(CONSIGNES)
1. D'après l'extrait sur Billy Budd, dans quoi le récit a-t-il été retrouvé ?
2. Poursuivez la rédaction de l'extrait sur Billy Budd à partir de sa dernière phrase.

Olivier REY, Le testament de Melville : Penser le bien et le mal avec Billy Budd, Bibliothèque des Idées - Gallimard, Paris, septembre 2011 (244 pages).
« Lorsque Herman Melville meurt à New York, en 1891, il est un vieil homme à peu près oublié. Moby-Dick, quarante ans plus tôt, a coulé sa carrière littéraire. C'est seulement dans les années 1920, dans une Angleterre qui a fait l'expérience de la Grande Guerre, que le public commence à s'aviser de son génie. La fièvre de la redécouverte nourrit la quête d'inédits et, d'une boîte en fer-blanc, surgit le récit auquel Melville a travaillé durant les cinq dernières années de sa vie : Billy Budd.

» Malgré une taille limitée, celle d'une longue nouvelle, et une intrigue très simple, Billy Budd est rapidement devenu l'un des textes les plus étudiés et les plus commentés de la littérature mondiale, suscitant des débats aussi passionnés que contradictoires. La violence de la lutte entre critiques ne doit pas surprendre : Melville a tout fait pour livrer à une modernité demi-habile, pensant que tout problème a sa solution, une de ces situations sur lesquelles elle ne peut que se casser les dents. Qu'est-ce que le mal ? Par quelles voies se répand-il ? Comment limiter son empire ? Quel sens donner à la beauté d'un être ? Comment accueillir la grâce échue à un autre? Autant de questions que la pensée instrumentale nous a désappris à poser et qui, lorsqu'elle les rencontre, la rendent comme folle. Autant de questions qui n'en demeurent pas moins essentielles et dont la littérature est peut-être la mieux à même, par ses ambiguïtés, de traiter sans fausseté.

» C'est dans cet esprit que le présent ouvrage se met à l'école de Billy Budd. Il saisit l'occasion qui nous est donnée, en explorant l’œuvre ultime de Melville, de renouer avec des interrogations dont nous ne pouvons nous passer.»
 Aussi étrange que cela puisse paraître, cet essai est lié au premier (et sans doute au deuxième) : une réflexion sur le bien et le mal à partir d'un texte romanesque.

Comme vous le voyez, cher lecteur, nous avons du pain sur la planche...

(LISTE DES DONNÉES)
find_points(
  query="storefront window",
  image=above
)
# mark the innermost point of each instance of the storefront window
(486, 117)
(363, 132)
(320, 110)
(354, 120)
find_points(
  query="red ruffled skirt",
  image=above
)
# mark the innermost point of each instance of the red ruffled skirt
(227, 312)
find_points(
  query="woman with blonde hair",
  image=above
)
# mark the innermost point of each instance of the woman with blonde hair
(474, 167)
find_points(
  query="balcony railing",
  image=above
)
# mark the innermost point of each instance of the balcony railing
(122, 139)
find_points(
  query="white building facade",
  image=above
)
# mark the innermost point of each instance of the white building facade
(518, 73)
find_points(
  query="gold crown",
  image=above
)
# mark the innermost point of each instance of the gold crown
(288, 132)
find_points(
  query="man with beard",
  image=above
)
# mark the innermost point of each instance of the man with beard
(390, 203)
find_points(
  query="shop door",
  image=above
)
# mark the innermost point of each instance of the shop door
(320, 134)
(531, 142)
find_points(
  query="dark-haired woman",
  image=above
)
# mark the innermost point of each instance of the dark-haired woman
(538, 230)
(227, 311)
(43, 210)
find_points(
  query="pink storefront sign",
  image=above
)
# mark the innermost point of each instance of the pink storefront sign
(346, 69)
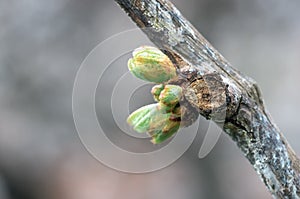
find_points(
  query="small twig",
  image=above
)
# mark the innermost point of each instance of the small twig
(246, 122)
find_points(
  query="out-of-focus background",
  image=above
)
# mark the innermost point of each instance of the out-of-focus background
(42, 44)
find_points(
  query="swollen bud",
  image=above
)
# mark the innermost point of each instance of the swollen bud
(150, 64)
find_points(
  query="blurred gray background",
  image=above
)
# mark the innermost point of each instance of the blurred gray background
(42, 44)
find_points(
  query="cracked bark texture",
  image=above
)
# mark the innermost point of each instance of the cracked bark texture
(220, 93)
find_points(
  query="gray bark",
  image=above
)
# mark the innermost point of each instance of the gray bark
(214, 88)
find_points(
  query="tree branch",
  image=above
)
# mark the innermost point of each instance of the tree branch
(213, 87)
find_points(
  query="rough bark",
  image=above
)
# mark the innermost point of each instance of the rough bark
(214, 88)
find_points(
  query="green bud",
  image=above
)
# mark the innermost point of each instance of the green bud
(150, 64)
(155, 120)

(ENSEMBLE DES RÉPONSES)
1. Dans une boîte en fer-blanc.

2.
Op Oloop

Juan FILLOY, Op Oloop, traduit de l'espagnol (Argentine) par Céleste Désoille, Monsieur Toussaint Louverture, Paris, septembre 2011;  publication originale 1934 (256 pages); disponible en espagnol aux éditions Siruela, juin 2006 (224 pages).

 Voici un roman qui, tout encensé par la critique qu'il a été, m'a laissé de glace. On retiendra, pour l'anecdote que son auteur, l'argentin Juan FILLOY, aura presque vécu sur trois siècles, étant né en 1894 et étant mort en 2000.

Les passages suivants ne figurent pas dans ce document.